Can you copy out every line of the listing below, word for word and in the same order?

Data to use:
————————
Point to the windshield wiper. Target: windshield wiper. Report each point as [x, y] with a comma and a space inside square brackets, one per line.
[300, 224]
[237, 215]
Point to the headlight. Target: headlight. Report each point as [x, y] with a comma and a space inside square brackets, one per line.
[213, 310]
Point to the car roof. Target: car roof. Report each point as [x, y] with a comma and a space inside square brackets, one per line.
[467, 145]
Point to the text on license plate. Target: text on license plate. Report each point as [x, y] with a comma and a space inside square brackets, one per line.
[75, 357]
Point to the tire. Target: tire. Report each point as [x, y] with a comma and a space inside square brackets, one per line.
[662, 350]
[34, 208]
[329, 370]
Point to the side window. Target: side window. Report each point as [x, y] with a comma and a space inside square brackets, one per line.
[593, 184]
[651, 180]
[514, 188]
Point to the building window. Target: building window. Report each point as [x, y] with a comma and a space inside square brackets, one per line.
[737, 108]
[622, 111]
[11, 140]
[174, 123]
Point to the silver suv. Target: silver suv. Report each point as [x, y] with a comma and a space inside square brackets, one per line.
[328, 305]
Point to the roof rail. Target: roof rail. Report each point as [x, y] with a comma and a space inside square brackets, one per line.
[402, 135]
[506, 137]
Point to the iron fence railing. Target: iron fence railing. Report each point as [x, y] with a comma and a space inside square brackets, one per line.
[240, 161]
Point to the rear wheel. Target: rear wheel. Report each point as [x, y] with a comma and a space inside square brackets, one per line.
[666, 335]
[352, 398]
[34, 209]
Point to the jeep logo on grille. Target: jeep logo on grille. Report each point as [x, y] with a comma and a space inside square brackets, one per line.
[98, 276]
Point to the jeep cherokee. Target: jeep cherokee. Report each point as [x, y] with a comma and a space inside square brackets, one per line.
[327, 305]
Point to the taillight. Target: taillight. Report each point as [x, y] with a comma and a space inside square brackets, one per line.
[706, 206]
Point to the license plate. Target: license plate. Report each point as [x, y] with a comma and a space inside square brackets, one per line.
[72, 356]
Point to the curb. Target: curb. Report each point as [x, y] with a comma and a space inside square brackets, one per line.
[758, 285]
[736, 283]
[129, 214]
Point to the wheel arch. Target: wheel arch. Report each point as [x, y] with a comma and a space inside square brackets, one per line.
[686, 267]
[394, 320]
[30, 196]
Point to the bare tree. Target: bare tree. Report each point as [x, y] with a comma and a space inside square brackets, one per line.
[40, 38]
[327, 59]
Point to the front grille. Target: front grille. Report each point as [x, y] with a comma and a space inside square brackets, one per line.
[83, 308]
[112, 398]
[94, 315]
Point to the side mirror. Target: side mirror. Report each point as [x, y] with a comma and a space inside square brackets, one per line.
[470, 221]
————————
Result:
Point to the windshield wiper. Target: windshield wiper. Report each point as [x, y] with a comma and a space inside square brackets, one per line.
[300, 224]
[237, 215]
Point to the headlight. Target: headlight. Report each point as [x, y] with a comma and a space inside square brackets, one per line.
[213, 310]
Point to the car roof. Target: car roof. Report each point as [x, y] with a comma and a space inside square brackets, one per line.
[467, 145]
Point to the text on license plate. Target: text on license plate. Report each point as [x, y] with a comma and a space inside square brackets, one per line.
[75, 357]
Point to the tire. Target: tire. Report each point as [x, y] with a comma and a space inside square brackets, one per line.
[662, 350]
[34, 208]
[329, 370]
Point to the side window. Target: side window. Report each point as [x, y] with a comma and a space inside square brackets, one per line.
[593, 184]
[651, 180]
[514, 188]
Point to the building window. Target: building window. Report each point as [x, y] with a comma and a space inside square brackets, one per line.
[737, 108]
[622, 111]
[11, 140]
[174, 123]
Point to the silver suv. Target: silver suv. Report each point as [x, y] with a comma and a space inside square brackets, one per line.
[328, 305]
Point to the roof rail. Target: roof rail. Report each point as [x, y] with a comma and a space inside square brackets, one per line.
[402, 135]
[506, 137]
Point to the iron fence railing. Target: iron fence railing. Report each point as [x, y] with a comma and a space inside square brackets, one per line.
[240, 161]
Point to the rear wheel. Target: rear wheel. Report each point as [x, y] with a comma and a space inside square brackets, one per line.
[666, 335]
[352, 398]
[34, 209]
Point to the jeep logo on grille. Target: jeep logo on grille. Report each point as [x, y] with a comma and a space inside square brackets, one per line.
[98, 276]
Point to the jeep cherokee. Target: jeep cherokee. Report each point as [x, y] with a comma and a space inside square brackets, one per line.
[327, 305]
Point to the taillight. Target: taillight. Report each point as [x, y] with a comma and a space inside square brackets, one per line.
[706, 206]
Point to the license plate. Target: license plate. Report each point as [x, y] with a comma and a space inside square brackets, one per line.
[72, 356]
Point to the curb. Target: curb. Report each point as [x, y] with a comma and a space inside square brackets, one per line.
[758, 285]
[736, 283]
[129, 214]
Point to the wheel arch. Target: wheel arch. Report each point as [x, y] with a comma and a space inside square brackets, one per line.
[686, 267]
[394, 320]
[30, 196]
Point to the bare tree. Target: bare tree. Report each point as [x, y] with a comma and a space inside square brackets, one per line.
[40, 38]
[327, 59]
Point to the front grille. Target: front grille. Report each point as [x, y] with a comma and a space inside square brackets, one per line.
[83, 308]
[112, 398]
[94, 315]
Point to the side mirror. Target: side mirror. Report each point as [x, y] with a comma and a space inside square brackets, one per line.
[470, 221]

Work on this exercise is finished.